[Stored entries]
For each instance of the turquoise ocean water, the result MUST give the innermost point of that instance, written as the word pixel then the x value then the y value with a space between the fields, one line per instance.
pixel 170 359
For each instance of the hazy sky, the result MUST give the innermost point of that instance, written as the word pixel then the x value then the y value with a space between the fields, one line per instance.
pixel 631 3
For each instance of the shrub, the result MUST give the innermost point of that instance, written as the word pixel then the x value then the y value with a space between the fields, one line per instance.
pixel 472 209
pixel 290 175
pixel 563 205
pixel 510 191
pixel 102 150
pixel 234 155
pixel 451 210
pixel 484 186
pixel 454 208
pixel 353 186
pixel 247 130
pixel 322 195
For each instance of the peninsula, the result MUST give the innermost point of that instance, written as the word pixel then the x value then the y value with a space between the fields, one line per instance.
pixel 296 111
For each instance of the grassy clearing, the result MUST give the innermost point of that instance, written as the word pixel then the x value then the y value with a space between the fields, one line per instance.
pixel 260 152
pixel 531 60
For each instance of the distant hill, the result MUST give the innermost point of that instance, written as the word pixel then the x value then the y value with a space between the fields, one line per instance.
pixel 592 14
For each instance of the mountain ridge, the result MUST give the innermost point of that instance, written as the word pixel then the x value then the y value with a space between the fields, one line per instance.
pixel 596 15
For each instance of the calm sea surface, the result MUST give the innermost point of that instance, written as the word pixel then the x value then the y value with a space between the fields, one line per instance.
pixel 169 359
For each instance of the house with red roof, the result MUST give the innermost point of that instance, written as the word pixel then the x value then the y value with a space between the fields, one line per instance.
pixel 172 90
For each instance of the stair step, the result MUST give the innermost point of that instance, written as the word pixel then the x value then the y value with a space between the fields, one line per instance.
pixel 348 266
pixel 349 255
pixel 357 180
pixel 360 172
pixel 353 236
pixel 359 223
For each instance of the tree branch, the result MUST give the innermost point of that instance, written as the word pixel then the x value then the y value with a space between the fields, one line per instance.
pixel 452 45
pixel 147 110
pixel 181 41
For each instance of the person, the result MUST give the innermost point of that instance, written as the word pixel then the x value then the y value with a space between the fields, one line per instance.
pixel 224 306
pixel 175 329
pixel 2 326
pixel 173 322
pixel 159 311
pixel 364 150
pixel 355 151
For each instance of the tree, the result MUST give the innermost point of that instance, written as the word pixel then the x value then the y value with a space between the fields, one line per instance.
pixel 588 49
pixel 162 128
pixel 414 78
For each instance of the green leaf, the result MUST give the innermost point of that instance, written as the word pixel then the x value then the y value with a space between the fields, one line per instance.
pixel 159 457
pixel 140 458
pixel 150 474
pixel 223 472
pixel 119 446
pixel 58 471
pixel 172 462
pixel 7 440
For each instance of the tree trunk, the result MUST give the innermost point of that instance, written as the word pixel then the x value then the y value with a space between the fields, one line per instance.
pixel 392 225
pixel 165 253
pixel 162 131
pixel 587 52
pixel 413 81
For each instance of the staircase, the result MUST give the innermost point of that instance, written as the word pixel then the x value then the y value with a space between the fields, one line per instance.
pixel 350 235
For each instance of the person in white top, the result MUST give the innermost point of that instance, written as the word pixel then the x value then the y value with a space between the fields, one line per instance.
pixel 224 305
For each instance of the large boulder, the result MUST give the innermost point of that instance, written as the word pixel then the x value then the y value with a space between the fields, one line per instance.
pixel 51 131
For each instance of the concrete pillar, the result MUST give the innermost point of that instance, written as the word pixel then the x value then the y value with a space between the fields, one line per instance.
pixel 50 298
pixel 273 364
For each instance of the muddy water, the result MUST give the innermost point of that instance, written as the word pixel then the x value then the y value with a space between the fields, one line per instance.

§ **What you are asked to do**: Set down the whole of the data, exactly as it stands.

§ **Answer space**:
For each instance of the turquoise ocean water, the result MUST give the innermost point of that instance, written as the word pixel then the x value then the y value with a space between the fields, one line per instance.
pixel 170 359
For each instance of the hazy sky, the result MUST give the innermost point of that instance, written as the word pixel then the x value then the y value with a space between the fields, one line per instance.
pixel 631 3
For each instance of the shrub, the result MUST give the innermost point of that instance, written as the word pixel then the x value then the y value with a space between the fields, one line per instance.
pixel 472 209
pixel 290 175
pixel 563 205
pixel 510 191
pixel 102 150
pixel 234 155
pixel 451 210
pixel 484 186
pixel 454 208
pixel 353 186
pixel 247 130
pixel 322 195
For each instance of the peninsula, the result MUST give the innermost point of that instance, written as the word pixel then the x value then the y value with a space between the fields, one line per instance.
pixel 296 111
For each instance of the grassy clearing, the result MUST give the innermost point of that instance, written as the word pixel then the x value then the y value with a space between the fields, one line per instance.
pixel 260 152
pixel 531 60
For each instance of the distant hill, the result MUST give the innermost point of that instance, written as the word pixel then the x value then the y value with a space between the fields, one line per instance.
pixel 592 14
For each instance of the mountain ridge, the result MUST give the innermost point of that instance, written as the word pixel then the x value then the y value with a space between the fields, one line per instance.
pixel 596 15
For each instance of the calm sea surface, the result MUST give the innermost point of that instance, written as the word pixel then the x value then the y value with a space between the fields, one line per instance.
pixel 169 359
For each instance of the house with red roof, the result MUST give the innermost point of that instance, written as the word pixel then the x value then the y value with a space between the fields, one line per instance.
pixel 172 90
For each instance of the stair step, the result MUST give the innermost point of that instance, written as the word pixel then the x value then the y value with a space between the fields, one line per instance.
pixel 348 266
pixel 349 255
pixel 357 180
pixel 360 172
pixel 353 236
pixel 359 223
For each instance of the tree branch, the result MUST give the innermost point of that instance, written as the word pixel then the x value then the y value with a space between the fields, one line per instance.
pixel 452 45
pixel 147 110
pixel 181 41
For each instance of the person, the result MUST give the innermost point of that instance, written as the word pixel then the x value then the y value with a space between the fields, one line per instance.
pixel 224 306
pixel 175 329
pixel 2 326
pixel 173 322
pixel 159 311
pixel 364 150
pixel 355 151
For each instance of the tree, the result MUST give the innermost point of that instance, written as the word pixel then the x value then the y value with a space between the fields, one line per instance.
pixel 588 49
pixel 162 128
pixel 414 78
For each instance of the green leaf, the result MUST give the innermost point of that instance, written as the word pixel then the x value then the y value with a space between the fields, one line per instance.
pixel 159 457
pixel 140 458
pixel 150 474
pixel 223 472
pixel 119 446
pixel 58 471
pixel 172 462
pixel 7 440
For each instance of the tree trunk, the result MUST give the innermost point of that instance, written as the word pixel then the x value then the y value with a space between the fields, one line per instance.
pixel 392 225
pixel 165 253
pixel 162 131
pixel 587 52
pixel 413 81
For each instance of the staircase, the result MUST give the innermost point of that instance, written as the word pixel then the x value then the y value with a space between the fields, one line per instance.
pixel 350 235
For each instance of the person in white top, the result MUST give the innermost point of that instance, written as the word pixel then the x value then the y value with a space between the fields, one line per instance.
pixel 224 305
For each instance of the large boulder, the result MUST give the innermost point of that instance, written as the word pixel then the x value then the y value with a space between the fields, one line per instance.
pixel 51 131
For each instance of the concrete pillar, the result MUST give the innermost point of that instance, written as the word pixel then the x value then the y value with a space between the fields, one line per instance.
pixel 50 298
pixel 273 364
For each instance of the muddy water, the result MUST give the innermost point of that instance, written as the word pixel then the x value then the y value with a space between the fields, one line per instance.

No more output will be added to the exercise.